Saved data entries:
——

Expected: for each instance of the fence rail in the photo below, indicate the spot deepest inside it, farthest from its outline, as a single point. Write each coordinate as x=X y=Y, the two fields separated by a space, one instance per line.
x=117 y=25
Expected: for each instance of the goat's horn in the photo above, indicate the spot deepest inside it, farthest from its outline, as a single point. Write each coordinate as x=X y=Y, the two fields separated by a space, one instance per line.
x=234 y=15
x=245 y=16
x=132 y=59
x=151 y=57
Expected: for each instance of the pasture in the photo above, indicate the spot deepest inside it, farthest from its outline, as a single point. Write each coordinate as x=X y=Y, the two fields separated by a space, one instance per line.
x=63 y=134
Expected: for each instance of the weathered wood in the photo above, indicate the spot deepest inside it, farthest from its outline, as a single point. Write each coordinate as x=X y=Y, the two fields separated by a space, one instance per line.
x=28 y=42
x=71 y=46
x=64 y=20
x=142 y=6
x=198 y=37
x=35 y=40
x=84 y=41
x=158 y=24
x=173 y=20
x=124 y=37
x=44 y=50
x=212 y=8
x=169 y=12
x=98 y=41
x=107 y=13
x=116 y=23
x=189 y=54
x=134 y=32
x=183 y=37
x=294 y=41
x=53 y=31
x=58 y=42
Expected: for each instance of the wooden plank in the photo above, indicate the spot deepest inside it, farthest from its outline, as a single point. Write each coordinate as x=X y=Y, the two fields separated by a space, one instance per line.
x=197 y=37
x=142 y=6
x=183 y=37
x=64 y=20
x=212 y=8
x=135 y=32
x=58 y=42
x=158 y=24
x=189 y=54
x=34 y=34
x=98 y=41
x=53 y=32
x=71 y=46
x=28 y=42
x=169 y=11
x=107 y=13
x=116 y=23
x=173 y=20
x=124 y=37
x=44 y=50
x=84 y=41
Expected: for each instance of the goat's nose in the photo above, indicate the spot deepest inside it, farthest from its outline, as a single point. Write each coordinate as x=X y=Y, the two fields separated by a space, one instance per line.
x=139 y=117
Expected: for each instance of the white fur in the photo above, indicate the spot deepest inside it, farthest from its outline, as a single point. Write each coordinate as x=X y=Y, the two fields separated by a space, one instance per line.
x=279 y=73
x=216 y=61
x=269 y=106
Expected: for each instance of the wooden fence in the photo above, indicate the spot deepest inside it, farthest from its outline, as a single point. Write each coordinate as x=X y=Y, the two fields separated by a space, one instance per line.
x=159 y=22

——

-- HOW TO COMPLETE THIS TASK --
This exercise requires all the entries to be written out again exactly.

-- TASK OUTPUT --
Expected: for each instance of the fence rail in the photo below, indicate the spot deepest inside it, farthest from its outline, as a single point. Write each coordinate as x=X y=Y, the two fields separated by a space, one instance per line.
x=117 y=25
Expected: for each instance of the goat's horn in the photo above, indicate the spot deepest inside it, farthest from its outline, as a single point. Write each coordinate as x=X y=Y, the two fields separated by a space, one instance per line.
x=234 y=15
x=245 y=16
x=132 y=59
x=151 y=57
Expected: for each instance of the pasture in the photo above, indicate the spot deepest inside it, farthest from its outline, as a single point. Write each coordinate as x=X y=Y, the two fields separated by a space, one instance per line.
x=63 y=134
Expected: for each instance of the weathered wood in the photo above, indicate the spot deepest inside it, farthest from its outline, as a single point. Write each coordinate as x=X y=Y, the two fields separated by a space, one instance per line.
x=28 y=42
x=71 y=46
x=64 y=20
x=142 y=6
x=198 y=37
x=35 y=40
x=84 y=41
x=158 y=24
x=173 y=20
x=124 y=37
x=44 y=50
x=212 y=8
x=169 y=12
x=98 y=41
x=107 y=13
x=116 y=23
x=189 y=54
x=134 y=32
x=183 y=37
x=294 y=41
x=53 y=31
x=58 y=42
Expected: for each instance of the wooden plank in the photo above, indicate the spot deepest inside it, farthest from its outline, as a single point. Write each coordinate as x=X y=Y, the two fields separated by a space, one instance per line.
x=197 y=37
x=142 y=6
x=183 y=37
x=64 y=20
x=212 y=8
x=135 y=32
x=58 y=42
x=158 y=24
x=189 y=54
x=34 y=34
x=98 y=41
x=53 y=32
x=71 y=46
x=28 y=42
x=169 y=11
x=107 y=13
x=116 y=23
x=173 y=20
x=124 y=37
x=44 y=50
x=84 y=41
Expected: for each instance of the goat's nose in the photo above, indicate the spot deepest inside it, farthest from its outline, as a single point. Write each coordinate as x=X y=Y, the two fields separated by a space, one instance per line.
x=139 y=117
Expected: for each instance of the white fur in the photo above, indicate the spot deepest inside it, farthest from its outline, as a single point. Write each coordinate as x=X y=Y, the two fields separated by a space, one instance per line.
x=279 y=73
x=216 y=61
x=269 y=106
Expected: for each instance of the wooden fence in the photo above, indicate the spot deepest inside it, farthest from its outline, as a single point. Write each coordinate as x=X y=Y, the two fields separated by a space, one instance per line.
x=159 y=22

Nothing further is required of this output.